**SOURCE:**
++++++++++++++++++++

Saturday, November 30, 2013

Throwing Muses - Purgatory/Paradise

Throwing Muses - Purgatory/Paradise


Looking at the running times of each track on Purgatory/Paradise, a third of which hover around the one minute mark, it could be a film score. In a very real way, it's is the soundtrack to the last ten years in the lives of Kristin Hersh, Bernard Georges and Dave Narcizo, the book that comes with it being a treatment for the script.

Throwing Muses have always been an example to other bands; they had a whole scene built around them in the mid 80s, and when they settled into the mid 90s alt-rock scene, a scene they had a big hand in creating, they settled near the top. Another decade after that, Kristin Hersh became a pioneer of crowdfunding for music. The better part of another decade later, Purgatory/Paradise sets an example that not many are likely to follow, albeit the same one being set this year by a number of veterans, including My Bloody Valentine, Richard Thompson and Wire: how to make a great rock album in the early 10s.

++++++++++++++++++++

**WRITTEN EXERCISE A:** In the review of Purgatory/Paradise, which three veteran acts are named as setting the same example this year?
**WRITTEN EXERCISE B:** From the album review, quote the passage that opens with the words containing "Looking at the" and closes with "for the script.".

[Stored data]
++++++++++++++++++++

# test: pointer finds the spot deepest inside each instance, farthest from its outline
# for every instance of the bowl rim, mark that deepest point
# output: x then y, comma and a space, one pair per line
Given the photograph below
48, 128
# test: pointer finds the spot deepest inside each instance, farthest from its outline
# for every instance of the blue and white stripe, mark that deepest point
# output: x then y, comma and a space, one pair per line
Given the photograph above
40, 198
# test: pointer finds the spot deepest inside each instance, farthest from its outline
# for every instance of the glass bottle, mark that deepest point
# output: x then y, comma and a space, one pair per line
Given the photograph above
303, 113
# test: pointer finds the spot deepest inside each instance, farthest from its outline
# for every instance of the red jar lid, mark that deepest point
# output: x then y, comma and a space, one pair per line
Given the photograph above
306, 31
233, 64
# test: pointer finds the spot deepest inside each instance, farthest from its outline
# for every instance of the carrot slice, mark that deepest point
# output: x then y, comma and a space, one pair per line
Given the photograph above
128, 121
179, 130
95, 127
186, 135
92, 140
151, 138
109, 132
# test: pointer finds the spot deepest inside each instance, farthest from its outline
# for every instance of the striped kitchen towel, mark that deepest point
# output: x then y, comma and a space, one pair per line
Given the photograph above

++++++++++++++++++++

**TASK ANSWER A:** My Bloody Valentine, Richard Thompson and Wire.

**TASK ANSWER B:**
Looking at the running times of each track on Purgatory/Paradise, a third of which hover around the one minute mark, it could be a film score. In a very real way, it's is the soundtrack to the last ten years in the lives of Kristin Hersh, Bernard Georges and Dave Narcizo, the book that comes with it being a treatment for the script.